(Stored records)
Content starts

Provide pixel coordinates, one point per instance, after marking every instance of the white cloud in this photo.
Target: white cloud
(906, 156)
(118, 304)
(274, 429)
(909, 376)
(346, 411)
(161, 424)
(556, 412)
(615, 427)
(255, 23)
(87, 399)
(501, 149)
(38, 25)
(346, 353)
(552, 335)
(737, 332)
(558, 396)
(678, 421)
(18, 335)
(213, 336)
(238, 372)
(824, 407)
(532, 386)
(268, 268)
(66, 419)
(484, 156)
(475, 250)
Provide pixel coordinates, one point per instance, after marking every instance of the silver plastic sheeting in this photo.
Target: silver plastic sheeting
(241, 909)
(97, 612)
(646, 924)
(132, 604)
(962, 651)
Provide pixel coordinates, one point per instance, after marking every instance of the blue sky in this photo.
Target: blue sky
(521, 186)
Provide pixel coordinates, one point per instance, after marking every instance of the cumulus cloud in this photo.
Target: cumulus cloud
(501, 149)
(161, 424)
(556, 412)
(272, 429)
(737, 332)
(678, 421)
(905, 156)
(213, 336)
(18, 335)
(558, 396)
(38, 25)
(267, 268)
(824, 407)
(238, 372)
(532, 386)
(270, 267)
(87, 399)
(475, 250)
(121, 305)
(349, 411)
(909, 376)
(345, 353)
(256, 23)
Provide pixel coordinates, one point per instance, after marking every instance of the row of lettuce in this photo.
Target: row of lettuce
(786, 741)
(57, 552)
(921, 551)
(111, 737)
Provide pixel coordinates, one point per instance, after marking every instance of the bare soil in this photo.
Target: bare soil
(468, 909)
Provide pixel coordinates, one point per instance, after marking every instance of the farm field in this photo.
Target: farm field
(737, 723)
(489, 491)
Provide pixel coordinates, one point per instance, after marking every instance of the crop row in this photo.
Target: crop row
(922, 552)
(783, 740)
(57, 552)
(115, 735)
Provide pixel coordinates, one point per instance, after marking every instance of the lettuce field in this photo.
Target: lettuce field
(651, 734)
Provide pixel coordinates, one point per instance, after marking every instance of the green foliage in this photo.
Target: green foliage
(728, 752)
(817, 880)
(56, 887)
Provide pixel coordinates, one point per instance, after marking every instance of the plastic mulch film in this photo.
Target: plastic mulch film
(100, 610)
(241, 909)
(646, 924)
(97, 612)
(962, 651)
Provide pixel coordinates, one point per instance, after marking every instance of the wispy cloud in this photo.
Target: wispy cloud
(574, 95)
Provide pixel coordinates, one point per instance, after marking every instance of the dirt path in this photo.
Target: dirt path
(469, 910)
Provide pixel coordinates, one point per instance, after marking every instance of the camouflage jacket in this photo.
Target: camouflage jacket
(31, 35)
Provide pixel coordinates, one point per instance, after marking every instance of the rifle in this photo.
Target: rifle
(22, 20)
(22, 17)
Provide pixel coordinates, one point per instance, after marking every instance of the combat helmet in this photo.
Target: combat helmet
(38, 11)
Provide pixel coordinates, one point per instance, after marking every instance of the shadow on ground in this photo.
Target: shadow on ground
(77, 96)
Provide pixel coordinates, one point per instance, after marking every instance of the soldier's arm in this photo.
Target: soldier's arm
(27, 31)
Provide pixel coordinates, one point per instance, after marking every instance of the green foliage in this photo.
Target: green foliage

Content ends

__INSTRUCTIONS TO FOLLOW__:
Write every entry out again exactly.

__TASK SOLUTION__:
Provide pixel coordinates, one point per instance, after marking every instance of the white cloud in this photo.
Target: white cloud
(906, 156)
(118, 304)
(274, 429)
(909, 376)
(346, 411)
(161, 424)
(556, 412)
(615, 427)
(255, 23)
(87, 399)
(501, 149)
(38, 25)
(346, 353)
(552, 335)
(737, 332)
(558, 396)
(678, 421)
(18, 335)
(213, 336)
(238, 372)
(824, 407)
(532, 386)
(268, 268)
(66, 419)
(484, 156)
(475, 250)
Provide pixel coordinates, one point per instance, after marking every instance of the silver plastic sheeting in this photo.
Target: silver plastic sheeting
(241, 909)
(97, 612)
(646, 924)
(132, 604)
(962, 651)
Provide pixel coordinates, one point per instance, after marking every instance of the blue sky in this photo.
Target: blue sky
(521, 186)
Provide pixel coordinates, one point per instance, after marking every instance of the cumulus cloud in this photo.
Target: cumulus cloud
(501, 149)
(161, 424)
(556, 412)
(272, 429)
(737, 332)
(678, 421)
(905, 156)
(213, 336)
(18, 335)
(558, 396)
(38, 25)
(267, 268)
(824, 407)
(238, 372)
(532, 386)
(270, 267)
(87, 399)
(475, 250)
(121, 305)
(349, 411)
(909, 376)
(345, 353)
(256, 23)
Provide pixel coordinates, one point per instance, after marking every instance of the row of lettuce in this photo.
Target: row of lettuce
(786, 741)
(57, 552)
(921, 551)
(111, 737)
Provide pixel coordinates, one point per instance, after marking every instance of the bare soil in this photo.
Target: bare soil
(468, 909)
Provide pixel coordinates, one point per instance, after marking every instance of the farm field in this photo.
Target: farm field
(737, 723)
(489, 491)
Provide pixel coordinates, one point per instance, after marking every instance of the crop row in this photo.
Target: crop row
(922, 552)
(783, 740)
(57, 552)
(115, 735)
Provide pixel coordinates, one point per instance, after marking every instance of the lettuce field in this photo.
Target: lettuce field
(651, 734)
Provide pixel coordinates, one point per instance, after marking every instance of the green foliage in this photo.
Target: green foliage
(728, 752)
(817, 880)
(56, 887)
Provide pixel coordinates, one point per instance, after marking every instance of the plastic mulch film in this photo.
Target: plastic mulch film
(100, 610)
(241, 909)
(646, 924)
(97, 612)
(962, 651)
Provide pixel coordinates, one point per instance, after marking every instance of the wispy cloud in this photo.
Target: wispy cloud
(574, 95)
Provide pixel coordinates, one point per instance, after marking every instance of the dirt path in this photo.
Target: dirt path
(469, 910)
Provide pixel coordinates, one point per instance, after marking every instance of the camouflage jacket in this photo.
Target: camouflage jacket
(31, 35)
Provide pixel coordinates, one point per instance, after marking every instance of the rifle in this photo.
Target: rifle
(22, 20)
(22, 17)
Provide pixel coordinates, one point per instance, after marking every instance of the combat helmet in this photo.
Target: combat helmet
(38, 11)
Provide pixel coordinates, one point per instance, after marking every instance of the shadow on ground in this photo.
Target: shadow on ground
(77, 96)
Provide pixel coordinates, one point per instance, after marking every instance of the soldier's arm in this photo.
Target: soldier's arm
(27, 31)
Provide pixel coordinates, one point per instance, after marking every instance of the green foliage in this photo.
Target: green foliage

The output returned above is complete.